■ EXERCISE BRIEF
From the discussion of Microsoft's Magnus below, extract the passage between "At least they" and "finally pops soon.", inclusive, copying it word for word.

PASSAGE TO READ: Begin

It's interesting that they're doubling down on Magnus being a PC, though, as KeplerL2 and others have been leaning into it being, still, an actual console.
People said that they were probably confused between the next gen Xbox console and Xbox PC, but now they have acknowledged the existence of these different OEM models, so...
Microsoft themselves are sloppy and vague AF about all of this, but I figure they will market it as a console with PC-like open-ended features & functionality. It's not a
traditional console at all (nor does it have the business model of one, not anymore), but will be designed to look and feel like one in terms of the couch experience and fitting in a typical living room AV setup.
Of course now their biggest problem here is that it's using Windows 11 and modeling itself after the Xbox ROG Ally experience, both of which are absolute garbage. Not to mention it'll be bogged down with tons of Copilot nonsense. The only chance of any of that side improving is if the AI investments crash spectacularly, and MS are forced to get Windows back on track while hundreds of billions in market valuation is continuously shed off due to the bubble collapsing.
At least they can take comfort in the fact they won't be alone. Nvidia in particular could do with a severe market humbling if this AI stuff finally pops soon.
Warranty, support, purchasing with MS/Xbox rewards etc. cheaper prices than the OEM built higher spec versions.
A lot of assumptions on your part.
Honestly, I think this is Microsoft's smartest venture in years. Instead of chasing traditional console hardware numbers, they're focusing on Magnus — a move that plays directly into their core strengths in the PC space. With their control over Windows and deep OS-level optimization, they're planting a long-term seed in the market where they have the most leverage.

PASSAGE TO READ: End
SUPPLIED ENTRIES: Begin

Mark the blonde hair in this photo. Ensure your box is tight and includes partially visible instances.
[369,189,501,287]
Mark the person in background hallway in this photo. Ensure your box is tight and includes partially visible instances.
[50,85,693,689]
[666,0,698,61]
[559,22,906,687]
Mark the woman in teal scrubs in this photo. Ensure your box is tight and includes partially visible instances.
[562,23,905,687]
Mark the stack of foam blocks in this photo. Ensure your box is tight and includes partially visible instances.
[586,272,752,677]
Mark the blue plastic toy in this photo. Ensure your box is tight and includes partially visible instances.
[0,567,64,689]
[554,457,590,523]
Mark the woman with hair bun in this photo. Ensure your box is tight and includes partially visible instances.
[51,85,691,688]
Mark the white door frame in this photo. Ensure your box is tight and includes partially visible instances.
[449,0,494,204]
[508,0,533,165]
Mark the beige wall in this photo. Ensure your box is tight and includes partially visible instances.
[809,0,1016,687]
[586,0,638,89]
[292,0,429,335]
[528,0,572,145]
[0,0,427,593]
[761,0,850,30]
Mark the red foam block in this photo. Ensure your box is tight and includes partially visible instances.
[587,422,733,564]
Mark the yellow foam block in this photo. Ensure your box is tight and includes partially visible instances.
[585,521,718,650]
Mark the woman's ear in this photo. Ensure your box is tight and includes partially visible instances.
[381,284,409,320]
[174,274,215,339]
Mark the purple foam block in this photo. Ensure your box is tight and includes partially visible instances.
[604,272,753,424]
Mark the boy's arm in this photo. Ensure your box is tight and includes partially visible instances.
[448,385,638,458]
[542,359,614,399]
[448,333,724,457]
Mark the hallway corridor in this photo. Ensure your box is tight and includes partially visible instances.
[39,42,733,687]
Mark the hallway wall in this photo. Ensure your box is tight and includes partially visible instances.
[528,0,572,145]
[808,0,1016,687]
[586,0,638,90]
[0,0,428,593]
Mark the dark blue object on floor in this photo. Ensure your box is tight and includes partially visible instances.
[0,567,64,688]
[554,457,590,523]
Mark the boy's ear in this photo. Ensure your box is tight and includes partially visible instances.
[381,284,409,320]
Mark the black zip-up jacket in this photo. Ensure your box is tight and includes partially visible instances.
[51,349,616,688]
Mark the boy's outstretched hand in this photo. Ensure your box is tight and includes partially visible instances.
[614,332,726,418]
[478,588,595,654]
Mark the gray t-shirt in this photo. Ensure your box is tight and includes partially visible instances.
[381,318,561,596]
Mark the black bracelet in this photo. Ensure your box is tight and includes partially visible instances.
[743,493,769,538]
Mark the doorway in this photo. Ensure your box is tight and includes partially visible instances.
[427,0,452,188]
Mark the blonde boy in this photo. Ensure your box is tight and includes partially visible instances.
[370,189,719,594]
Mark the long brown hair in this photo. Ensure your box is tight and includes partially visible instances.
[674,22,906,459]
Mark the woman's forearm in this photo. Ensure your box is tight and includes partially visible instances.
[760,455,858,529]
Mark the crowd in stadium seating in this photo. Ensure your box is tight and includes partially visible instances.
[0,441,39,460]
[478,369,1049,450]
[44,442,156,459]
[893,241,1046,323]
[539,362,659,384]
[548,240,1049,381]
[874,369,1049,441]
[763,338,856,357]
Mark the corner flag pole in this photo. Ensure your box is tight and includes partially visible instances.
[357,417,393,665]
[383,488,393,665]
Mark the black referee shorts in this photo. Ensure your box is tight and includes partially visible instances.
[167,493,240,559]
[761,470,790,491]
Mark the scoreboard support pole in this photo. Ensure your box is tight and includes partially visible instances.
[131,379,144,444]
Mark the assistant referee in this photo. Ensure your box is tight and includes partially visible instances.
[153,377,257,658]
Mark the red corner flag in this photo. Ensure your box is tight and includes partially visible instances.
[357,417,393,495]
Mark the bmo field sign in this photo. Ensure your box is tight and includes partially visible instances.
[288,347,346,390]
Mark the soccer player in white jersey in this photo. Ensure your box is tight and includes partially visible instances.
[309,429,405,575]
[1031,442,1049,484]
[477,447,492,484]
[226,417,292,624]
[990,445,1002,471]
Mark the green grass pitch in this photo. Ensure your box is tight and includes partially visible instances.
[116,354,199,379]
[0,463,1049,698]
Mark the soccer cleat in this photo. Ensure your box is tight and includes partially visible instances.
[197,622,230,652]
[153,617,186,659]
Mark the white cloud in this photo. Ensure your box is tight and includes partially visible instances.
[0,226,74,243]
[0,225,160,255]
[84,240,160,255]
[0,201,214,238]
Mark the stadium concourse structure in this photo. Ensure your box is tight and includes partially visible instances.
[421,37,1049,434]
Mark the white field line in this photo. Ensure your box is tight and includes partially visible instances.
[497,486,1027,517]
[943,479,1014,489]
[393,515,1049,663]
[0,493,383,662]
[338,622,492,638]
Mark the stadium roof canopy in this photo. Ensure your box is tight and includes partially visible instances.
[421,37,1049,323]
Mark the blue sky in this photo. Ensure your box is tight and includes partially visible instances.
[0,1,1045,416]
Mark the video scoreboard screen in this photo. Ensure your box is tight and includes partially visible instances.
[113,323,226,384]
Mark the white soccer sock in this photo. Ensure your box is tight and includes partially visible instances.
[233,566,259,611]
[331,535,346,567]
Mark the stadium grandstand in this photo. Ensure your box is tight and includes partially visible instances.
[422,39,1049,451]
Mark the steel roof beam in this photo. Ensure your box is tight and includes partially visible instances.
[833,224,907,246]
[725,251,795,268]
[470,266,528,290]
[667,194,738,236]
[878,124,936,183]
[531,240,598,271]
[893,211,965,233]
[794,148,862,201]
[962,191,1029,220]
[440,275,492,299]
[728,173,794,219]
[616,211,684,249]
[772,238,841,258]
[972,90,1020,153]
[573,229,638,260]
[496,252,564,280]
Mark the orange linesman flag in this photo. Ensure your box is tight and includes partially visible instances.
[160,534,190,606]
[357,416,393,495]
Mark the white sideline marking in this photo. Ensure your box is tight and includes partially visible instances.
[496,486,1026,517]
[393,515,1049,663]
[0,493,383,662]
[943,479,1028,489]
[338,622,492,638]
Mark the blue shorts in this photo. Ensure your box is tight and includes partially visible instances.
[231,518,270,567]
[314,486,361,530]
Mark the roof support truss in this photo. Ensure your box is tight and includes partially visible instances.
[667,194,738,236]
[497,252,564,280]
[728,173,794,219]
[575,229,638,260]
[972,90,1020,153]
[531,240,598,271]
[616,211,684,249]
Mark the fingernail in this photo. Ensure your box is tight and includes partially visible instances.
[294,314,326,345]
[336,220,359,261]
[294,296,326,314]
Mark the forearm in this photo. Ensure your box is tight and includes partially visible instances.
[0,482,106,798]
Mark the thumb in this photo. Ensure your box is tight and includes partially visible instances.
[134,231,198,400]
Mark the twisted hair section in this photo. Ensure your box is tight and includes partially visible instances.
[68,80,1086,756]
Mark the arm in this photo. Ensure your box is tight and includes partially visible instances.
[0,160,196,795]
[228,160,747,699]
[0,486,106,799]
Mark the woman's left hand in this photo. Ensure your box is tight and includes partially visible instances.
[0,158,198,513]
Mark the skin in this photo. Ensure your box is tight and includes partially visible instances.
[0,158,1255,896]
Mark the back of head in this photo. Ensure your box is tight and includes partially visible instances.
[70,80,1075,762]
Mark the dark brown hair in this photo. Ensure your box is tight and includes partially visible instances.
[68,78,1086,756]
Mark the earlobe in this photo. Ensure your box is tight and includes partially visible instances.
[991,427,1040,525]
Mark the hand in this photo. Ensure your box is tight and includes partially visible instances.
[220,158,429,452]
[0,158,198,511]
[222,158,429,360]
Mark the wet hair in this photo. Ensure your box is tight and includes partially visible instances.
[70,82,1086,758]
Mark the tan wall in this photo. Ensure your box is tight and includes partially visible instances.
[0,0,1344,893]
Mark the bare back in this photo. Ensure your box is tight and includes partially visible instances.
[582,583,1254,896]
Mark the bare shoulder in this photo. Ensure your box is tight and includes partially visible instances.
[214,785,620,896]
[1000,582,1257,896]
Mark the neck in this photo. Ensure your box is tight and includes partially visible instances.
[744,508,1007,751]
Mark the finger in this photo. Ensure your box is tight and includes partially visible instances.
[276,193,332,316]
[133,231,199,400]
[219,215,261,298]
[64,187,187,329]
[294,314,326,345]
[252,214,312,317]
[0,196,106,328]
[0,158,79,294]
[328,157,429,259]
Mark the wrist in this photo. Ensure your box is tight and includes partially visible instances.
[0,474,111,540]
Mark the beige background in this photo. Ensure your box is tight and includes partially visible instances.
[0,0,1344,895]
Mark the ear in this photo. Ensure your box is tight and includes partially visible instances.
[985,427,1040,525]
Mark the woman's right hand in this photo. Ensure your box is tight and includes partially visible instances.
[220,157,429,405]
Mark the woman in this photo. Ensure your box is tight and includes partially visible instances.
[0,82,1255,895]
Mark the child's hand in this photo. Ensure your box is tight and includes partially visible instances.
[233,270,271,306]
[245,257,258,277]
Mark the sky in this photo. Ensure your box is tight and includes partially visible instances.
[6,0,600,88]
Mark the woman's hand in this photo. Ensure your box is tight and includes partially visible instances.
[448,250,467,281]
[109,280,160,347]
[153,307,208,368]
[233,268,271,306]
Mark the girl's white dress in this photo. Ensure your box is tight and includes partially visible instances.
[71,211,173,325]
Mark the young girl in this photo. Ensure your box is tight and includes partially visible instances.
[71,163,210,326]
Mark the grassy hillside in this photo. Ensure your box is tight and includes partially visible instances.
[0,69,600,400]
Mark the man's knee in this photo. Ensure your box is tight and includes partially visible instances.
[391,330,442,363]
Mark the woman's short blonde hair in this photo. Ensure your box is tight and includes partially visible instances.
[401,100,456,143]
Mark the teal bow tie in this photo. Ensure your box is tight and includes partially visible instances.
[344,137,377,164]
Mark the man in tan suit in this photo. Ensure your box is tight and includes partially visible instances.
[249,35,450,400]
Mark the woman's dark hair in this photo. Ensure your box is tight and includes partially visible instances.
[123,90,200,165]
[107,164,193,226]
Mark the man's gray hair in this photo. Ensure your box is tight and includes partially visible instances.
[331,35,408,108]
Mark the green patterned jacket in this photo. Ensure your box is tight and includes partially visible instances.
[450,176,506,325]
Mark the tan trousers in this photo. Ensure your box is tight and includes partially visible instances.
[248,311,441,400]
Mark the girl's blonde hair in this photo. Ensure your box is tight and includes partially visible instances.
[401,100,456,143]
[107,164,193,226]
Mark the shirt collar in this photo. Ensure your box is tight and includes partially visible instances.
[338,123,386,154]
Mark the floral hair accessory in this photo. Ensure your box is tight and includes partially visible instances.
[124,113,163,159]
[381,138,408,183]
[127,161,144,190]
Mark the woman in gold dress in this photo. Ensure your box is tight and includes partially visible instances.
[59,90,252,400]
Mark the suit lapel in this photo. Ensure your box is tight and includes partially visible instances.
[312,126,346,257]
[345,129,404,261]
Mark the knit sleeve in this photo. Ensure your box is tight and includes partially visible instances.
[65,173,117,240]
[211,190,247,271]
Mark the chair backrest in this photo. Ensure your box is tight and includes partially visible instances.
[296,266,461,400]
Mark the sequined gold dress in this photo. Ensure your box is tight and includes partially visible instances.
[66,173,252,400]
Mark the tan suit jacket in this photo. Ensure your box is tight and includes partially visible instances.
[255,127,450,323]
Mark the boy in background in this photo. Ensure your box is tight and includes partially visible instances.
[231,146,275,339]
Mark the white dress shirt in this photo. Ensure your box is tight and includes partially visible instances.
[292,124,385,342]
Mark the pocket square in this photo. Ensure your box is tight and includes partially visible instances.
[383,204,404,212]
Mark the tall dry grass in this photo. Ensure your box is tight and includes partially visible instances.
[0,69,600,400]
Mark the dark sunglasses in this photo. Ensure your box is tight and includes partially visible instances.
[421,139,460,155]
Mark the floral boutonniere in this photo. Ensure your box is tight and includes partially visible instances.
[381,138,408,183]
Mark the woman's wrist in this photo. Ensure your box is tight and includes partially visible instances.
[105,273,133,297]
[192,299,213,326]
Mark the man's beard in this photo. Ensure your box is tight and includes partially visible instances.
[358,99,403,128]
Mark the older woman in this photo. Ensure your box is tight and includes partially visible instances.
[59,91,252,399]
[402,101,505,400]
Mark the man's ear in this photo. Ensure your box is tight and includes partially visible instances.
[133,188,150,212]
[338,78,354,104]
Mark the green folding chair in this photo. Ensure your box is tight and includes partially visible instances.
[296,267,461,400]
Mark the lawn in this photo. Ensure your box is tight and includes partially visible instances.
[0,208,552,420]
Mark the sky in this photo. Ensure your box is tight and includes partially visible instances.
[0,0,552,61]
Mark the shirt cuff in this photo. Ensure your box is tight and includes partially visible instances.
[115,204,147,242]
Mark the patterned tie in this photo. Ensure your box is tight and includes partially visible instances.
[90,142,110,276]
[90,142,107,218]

SUPPLIED ENTRIES: End

■ OUTPUT OF THE TASK
At least they can take comfort in the fact they won't be alone. Nvidia in particular could do with a severe market humbling if this AI stuff finally pops soon.